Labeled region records
◆ ◆ ◆ ◆ ◆ ◆ ◆

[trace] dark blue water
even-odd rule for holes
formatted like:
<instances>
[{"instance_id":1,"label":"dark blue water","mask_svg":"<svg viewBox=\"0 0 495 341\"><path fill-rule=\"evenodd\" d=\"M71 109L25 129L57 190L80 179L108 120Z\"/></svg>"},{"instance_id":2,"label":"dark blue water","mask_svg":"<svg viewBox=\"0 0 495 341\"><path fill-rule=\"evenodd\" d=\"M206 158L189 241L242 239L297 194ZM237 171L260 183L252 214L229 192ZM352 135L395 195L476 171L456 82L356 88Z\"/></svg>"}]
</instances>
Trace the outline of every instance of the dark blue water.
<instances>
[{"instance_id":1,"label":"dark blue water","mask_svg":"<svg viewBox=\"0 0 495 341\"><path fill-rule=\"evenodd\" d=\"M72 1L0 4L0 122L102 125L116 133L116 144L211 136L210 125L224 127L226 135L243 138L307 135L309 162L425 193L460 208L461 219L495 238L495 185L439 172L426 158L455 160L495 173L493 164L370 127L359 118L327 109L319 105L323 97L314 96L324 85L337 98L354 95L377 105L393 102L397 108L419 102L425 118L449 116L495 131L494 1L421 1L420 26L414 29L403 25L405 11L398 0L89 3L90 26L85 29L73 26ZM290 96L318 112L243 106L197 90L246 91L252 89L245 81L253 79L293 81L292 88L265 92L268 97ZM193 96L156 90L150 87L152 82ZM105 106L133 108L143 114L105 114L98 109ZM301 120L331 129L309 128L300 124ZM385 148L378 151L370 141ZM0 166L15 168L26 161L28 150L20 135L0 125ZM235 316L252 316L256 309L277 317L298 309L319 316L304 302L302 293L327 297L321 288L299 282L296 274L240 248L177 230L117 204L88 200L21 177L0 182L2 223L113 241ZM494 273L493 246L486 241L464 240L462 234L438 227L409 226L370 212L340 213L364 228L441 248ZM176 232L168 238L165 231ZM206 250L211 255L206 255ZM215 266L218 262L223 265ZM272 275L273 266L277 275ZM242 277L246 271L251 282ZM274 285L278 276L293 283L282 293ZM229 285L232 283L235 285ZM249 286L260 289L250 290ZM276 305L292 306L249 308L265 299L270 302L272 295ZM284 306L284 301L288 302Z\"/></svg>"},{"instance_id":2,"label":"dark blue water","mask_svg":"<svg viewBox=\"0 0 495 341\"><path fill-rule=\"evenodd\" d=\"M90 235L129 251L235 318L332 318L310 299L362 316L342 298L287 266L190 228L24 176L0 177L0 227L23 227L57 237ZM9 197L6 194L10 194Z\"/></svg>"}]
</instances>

◆ ◆ ◆ ◆ ◆ ◆ ◆

__Exercise details__.
Would you write down every record again, exactly?

__Result for this exercise__.
[trace] dark blue water
even-odd rule for holes
formatted like:
<instances>
[{"instance_id":1,"label":"dark blue water","mask_svg":"<svg viewBox=\"0 0 495 341\"><path fill-rule=\"evenodd\" d=\"M71 109L25 129L57 190L80 179L108 120Z\"/></svg>"},{"instance_id":2,"label":"dark blue water","mask_svg":"<svg viewBox=\"0 0 495 341\"><path fill-rule=\"evenodd\" d=\"M206 158L189 241L242 239L297 194ZM237 171L260 183L252 214L229 192ZM352 135L395 195L476 171L456 82L356 88Z\"/></svg>"}]
</instances>
Trace the outline of every instance of the dark blue water.
<instances>
[{"instance_id":1,"label":"dark blue water","mask_svg":"<svg viewBox=\"0 0 495 341\"><path fill-rule=\"evenodd\" d=\"M72 1L0 4L0 122L102 125L116 133L116 144L211 136L210 125L224 127L226 135L243 138L307 135L309 162L425 193L460 208L461 219L495 238L495 185L439 172L426 158L455 160L495 173L493 164L370 127L359 118L327 109L319 105L323 97L314 96L324 85L337 98L354 95L377 105L393 102L397 108L419 102L425 118L449 116L495 131L494 1L421 1L420 26L414 29L403 25L405 11L398 0L89 3L90 26L85 29L73 26ZM290 96L318 112L243 106L197 90L246 91L252 89L245 81L253 79L293 81L292 88L265 92L268 97ZM193 96L156 90L150 87L152 82ZM105 106L133 108L143 114L105 114L98 109ZM301 120L331 129L309 128L300 124ZM385 148L378 151L370 141ZM0 166L15 168L26 161L28 150L20 135L0 125ZM235 316L252 316L256 309L277 317L298 309L319 316L304 302L302 293L327 297L321 288L299 282L296 274L240 248L177 230L117 204L88 200L21 177L0 182L2 223L113 241ZM494 273L493 246L486 241L464 240L462 234L438 227L409 226L370 212L340 213L364 228L441 248ZM176 232L168 238L165 231ZM206 250L211 255L206 255ZM215 266L218 262L223 265ZM272 275L273 266L277 275ZM242 277L246 271L251 282ZM274 285L278 276L293 283L282 293ZM229 285L232 283L235 285ZM249 286L260 289L250 290ZM276 305L292 306L249 308L265 299L270 302L272 295ZM284 306L284 301L288 302Z\"/></svg>"},{"instance_id":2,"label":"dark blue water","mask_svg":"<svg viewBox=\"0 0 495 341\"><path fill-rule=\"evenodd\" d=\"M90 235L129 251L235 318L332 318L310 299L362 316L342 298L287 266L190 228L24 176L0 177L0 227L23 227L57 237ZM9 197L6 194L10 194Z\"/></svg>"}]
</instances>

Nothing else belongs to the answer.